◆ GIVEN PROBLEM:
Repeat the data below line for line, without changing anything, but leave the pictures out of your answer.

***** DATASET ENTRIES

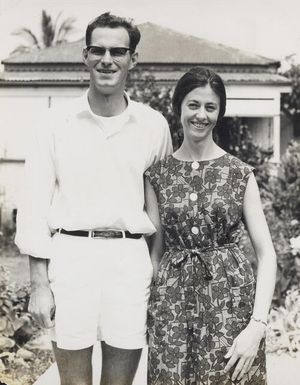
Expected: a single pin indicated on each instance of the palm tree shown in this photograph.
(53, 33)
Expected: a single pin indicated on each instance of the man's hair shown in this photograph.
(112, 21)
(199, 77)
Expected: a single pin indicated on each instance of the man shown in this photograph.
(82, 219)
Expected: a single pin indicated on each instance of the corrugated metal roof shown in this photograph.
(78, 77)
(157, 45)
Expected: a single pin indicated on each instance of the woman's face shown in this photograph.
(199, 113)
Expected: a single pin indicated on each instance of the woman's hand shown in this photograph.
(244, 349)
(155, 265)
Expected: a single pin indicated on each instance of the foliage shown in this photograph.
(52, 33)
(19, 364)
(290, 103)
(283, 333)
(159, 98)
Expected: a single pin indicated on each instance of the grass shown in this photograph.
(28, 371)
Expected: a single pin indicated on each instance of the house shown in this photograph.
(41, 79)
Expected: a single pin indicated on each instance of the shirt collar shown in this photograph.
(84, 106)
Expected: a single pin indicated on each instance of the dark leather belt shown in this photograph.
(100, 233)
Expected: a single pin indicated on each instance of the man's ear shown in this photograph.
(84, 56)
(133, 60)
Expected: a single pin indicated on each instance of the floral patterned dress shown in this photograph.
(204, 292)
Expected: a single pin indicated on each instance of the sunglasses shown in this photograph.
(115, 52)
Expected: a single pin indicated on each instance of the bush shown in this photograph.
(18, 364)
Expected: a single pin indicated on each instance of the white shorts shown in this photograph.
(101, 289)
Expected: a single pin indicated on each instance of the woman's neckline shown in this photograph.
(200, 161)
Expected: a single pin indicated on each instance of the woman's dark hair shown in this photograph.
(112, 21)
(199, 77)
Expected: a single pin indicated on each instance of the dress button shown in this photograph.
(195, 165)
(195, 230)
(193, 197)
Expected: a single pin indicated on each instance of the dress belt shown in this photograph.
(179, 256)
(100, 233)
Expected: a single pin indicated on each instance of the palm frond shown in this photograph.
(28, 35)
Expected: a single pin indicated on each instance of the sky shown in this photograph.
(270, 28)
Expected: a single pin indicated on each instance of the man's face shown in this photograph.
(108, 72)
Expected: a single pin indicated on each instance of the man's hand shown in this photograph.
(244, 349)
(41, 306)
(41, 303)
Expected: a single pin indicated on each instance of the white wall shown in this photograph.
(19, 107)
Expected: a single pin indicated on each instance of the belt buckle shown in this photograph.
(97, 234)
(104, 234)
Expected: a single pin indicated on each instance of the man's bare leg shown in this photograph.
(74, 366)
(118, 365)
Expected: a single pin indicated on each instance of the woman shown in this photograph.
(207, 315)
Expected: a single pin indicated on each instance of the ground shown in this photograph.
(27, 370)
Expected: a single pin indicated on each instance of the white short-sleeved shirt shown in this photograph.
(86, 172)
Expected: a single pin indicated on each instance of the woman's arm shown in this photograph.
(245, 346)
(156, 240)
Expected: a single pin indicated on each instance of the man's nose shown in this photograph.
(106, 58)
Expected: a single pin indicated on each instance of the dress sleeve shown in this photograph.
(247, 170)
(33, 235)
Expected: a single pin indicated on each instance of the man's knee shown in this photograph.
(74, 366)
(119, 365)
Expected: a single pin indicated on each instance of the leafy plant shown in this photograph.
(283, 333)
(53, 32)
(16, 326)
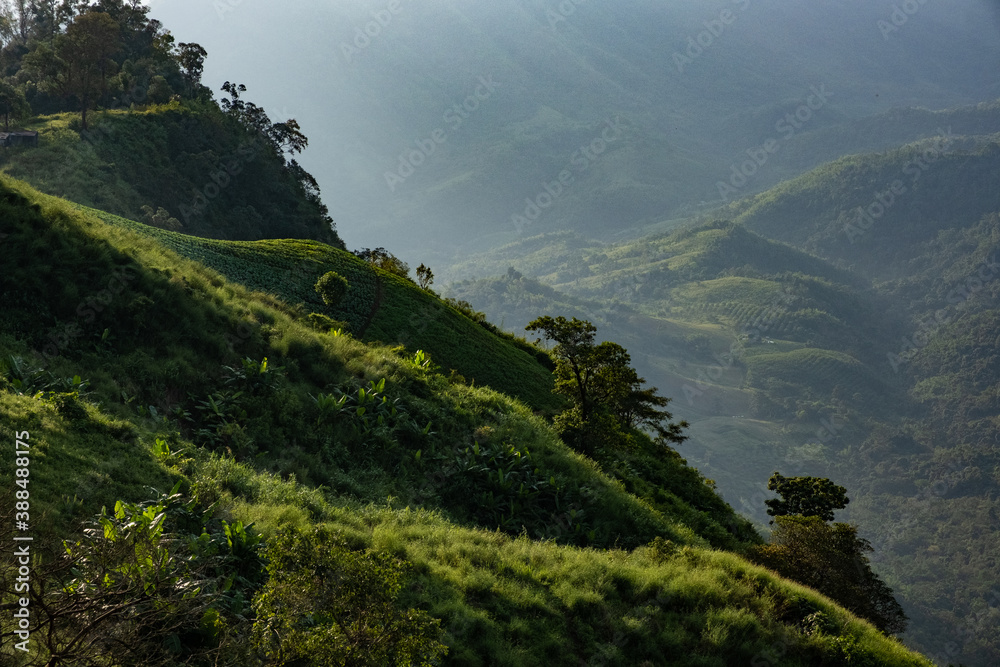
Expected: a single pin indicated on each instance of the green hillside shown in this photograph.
(873, 212)
(379, 306)
(164, 398)
(212, 176)
(873, 362)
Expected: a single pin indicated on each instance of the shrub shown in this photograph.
(332, 287)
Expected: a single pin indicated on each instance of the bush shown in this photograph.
(327, 605)
(332, 287)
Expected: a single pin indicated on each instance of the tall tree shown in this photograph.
(191, 58)
(805, 496)
(13, 106)
(832, 560)
(86, 51)
(607, 393)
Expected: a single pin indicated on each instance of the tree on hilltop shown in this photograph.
(832, 559)
(609, 397)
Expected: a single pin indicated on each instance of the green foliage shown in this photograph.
(805, 496)
(385, 260)
(481, 583)
(831, 559)
(608, 394)
(424, 276)
(328, 605)
(332, 288)
(154, 583)
(13, 105)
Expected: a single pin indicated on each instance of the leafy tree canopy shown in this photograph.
(600, 380)
(324, 604)
(805, 496)
(832, 559)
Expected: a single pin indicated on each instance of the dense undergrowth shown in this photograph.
(133, 367)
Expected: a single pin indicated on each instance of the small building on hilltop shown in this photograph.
(19, 138)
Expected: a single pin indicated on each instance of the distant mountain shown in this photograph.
(791, 348)
(475, 111)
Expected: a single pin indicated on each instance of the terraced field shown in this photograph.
(405, 314)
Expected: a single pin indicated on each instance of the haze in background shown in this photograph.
(674, 94)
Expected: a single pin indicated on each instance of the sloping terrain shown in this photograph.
(871, 362)
(151, 332)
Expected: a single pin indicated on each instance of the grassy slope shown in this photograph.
(379, 306)
(190, 159)
(522, 600)
(927, 460)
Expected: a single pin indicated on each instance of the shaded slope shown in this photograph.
(404, 314)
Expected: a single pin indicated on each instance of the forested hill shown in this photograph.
(127, 126)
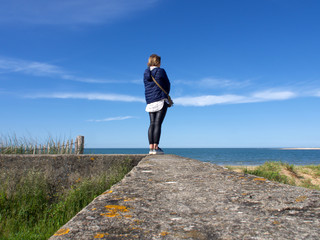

**********

◆ OUTPUT OF THE TASK:
Expected: a single pin indicated on each instance of the palm tree shown in this photograph.
(53, 33)
Expected: a single pin indicated on each instance of the man's hair shown in this photograph.
(112, 21)
(199, 77)
Expected: a single pin indicated on each instance of the man shown in this photograph.
(82, 219)
Expected: a single pin indicated on each instance of the corrugated metal roof shown in this photograph.
(78, 77)
(157, 45)
Expected: a single pin indicated on each instance of the woman's face shown in this photograph.
(199, 113)
Expected: a single pin indicated on each instance of the woman's hand shown in this photograph.
(244, 349)
(155, 265)
Expected: a single pin indicated on each instance of the foliage shown in this photograph.
(52, 33)
(19, 364)
(290, 103)
(283, 333)
(159, 98)
Expected: a single pin indicated on each instance of the grass shown in this photograph.
(28, 371)
Expected: a single pin indicated on each instance of the house shown in this photograph.
(41, 79)
Expected: a single pin indicated on each instance of the shirt collar shown in this photograph.
(84, 106)
Expected: a single pin indicated on each instance of the dark leather belt shown in this photograph.
(100, 233)
Expected: a single pin indicated on each instance of the man's ear shown in this photograph.
(84, 56)
(133, 60)
Expected: a single pin indicated on each instance of the floral patterned dress shown in this photograph.
(204, 292)
Expected: a single pin indicated on each instance of the sunglasses shown in this photograph.
(115, 52)
Expected: a single pin indicated on each instance of the bush shown in this photograph.
(18, 364)
Expected: a single pin indicated on each instance of the white shorts shown in this photograph.
(101, 289)
Expected: a single pin indicated on each instance of the woman's neckline shown in this photograph.
(200, 161)
Expected: a single pin indicated on each instance of the woman's dark hair shown in this photograph.
(112, 21)
(199, 77)
Expected: a single pin indicated on each instance of the dress button shown in this photograph.
(195, 165)
(195, 230)
(193, 197)
Expected: a single pin indicated on each instance of the dress belt shown in this photograph.
(179, 256)
(100, 233)
Expected: a single pin indicated on each instance of the palm frond shown in this photograph.
(28, 35)
Expected: a single pin indicated on each instance of the sky shown in this photograph.
(270, 28)
Expected: a single pin indicated on each instance of the man's face shown in this photograph.
(108, 72)
Expected: a single pin indicated on each instance of the man's hand shown in this photograph.
(244, 349)
(41, 306)
(41, 303)
Expected: a single pin indicated on each instance of the white wall shown in this photograph.
(19, 107)
Expected: a single pin indicated on each instance of the belt buckle shown in this photograph.
(97, 234)
(104, 234)
Expected: a single pin indicated on each instance of the man's bare leg shown in this photograph.
(74, 366)
(118, 365)
Expected: a single pin indicated on each instance of the woman shown in this photograph.
(207, 315)
Expected: a single pin indicated on each instance of the ground shown in this photograph.
(27, 370)
Expected: a single pin indicated on each instance of the white short-sleeved shirt shown in this photograph.
(86, 172)
Expected: a single pin indicated on each instance of the woman's arm shown in this photograph.
(245, 346)
(156, 240)
Expected: a single pin indicated on each instance of the man's nose shown in this photograph.
(106, 58)
Expected: a single pin indicated on each instance of the dress sleeve shown in this photograph.
(247, 170)
(33, 235)
Expected: a single pin indicated on each instance of the man's knee shown in this photograph.
(74, 366)
(119, 365)
Expected: a single pin indicated on each instance of the leafy plant shown in this photograph.
(283, 333)
(53, 32)
(16, 326)
Expected: a single pin indicated on each instance of the green hillside shown in this photograph.
(873, 212)
(379, 306)
(164, 398)
(212, 176)
(873, 362)
Expected: a single pin indicated on each instance of the shrub shown in this photograph.
(332, 287)
Expected: a single pin indicated on each instance of the bush shown in this photograph.
(327, 605)
(332, 287)
Expected: a single pin indicated on each instance of the tall tree shown in this photograph.
(191, 58)
(805, 496)
(13, 106)
(832, 560)
(86, 51)
(607, 393)
Expected: a single pin indicated on each instance of the tree on hilltop shown in this photograph.
(832, 559)
(609, 397)
Expected: a single pin indicated on each instance of the green foliage shown in this photograph.
(805, 496)
(385, 260)
(481, 583)
(831, 559)
(608, 394)
(424, 276)
(328, 605)
(332, 288)
(154, 583)
(13, 105)
Expected: a single pin indicated on each instance of the leafy tree canopy shown in this photograph.
(600, 380)
(324, 604)
(805, 496)
(832, 559)
Expected: a single pin indicated on each instance of the dense undergrowth shown in this photograph.
(133, 367)
Expected: a single pin indicated on each instance of the small building on hilltop shown in this photograph.
(19, 138)
Expected: a single pin indicated on each instance of the distant mountain shown in this photograph.
(791, 348)
(475, 111)
Expected: a single pin indicated on each instance of the terraced field shown in this photograph.
(405, 314)
Expected: a single pin indicated on each instance of the haze in background shown in this photograph.
(674, 94)
Expected: a single pin indicated on each instance of the sloping terrain shown in this photograph.
(871, 362)
(151, 332)
Expected: a single pin indicated on each instance of the grassy slope shown in this photograph.
(379, 306)
(190, 159)
(522, 600)
(927, 460)
Expected: a single pin indicated on each instance of the shaded slope shown in this photograph.
(404, 314)
Expected: a single pin indicated on each instance of the forested hill shown in this photograph.
(127, 126)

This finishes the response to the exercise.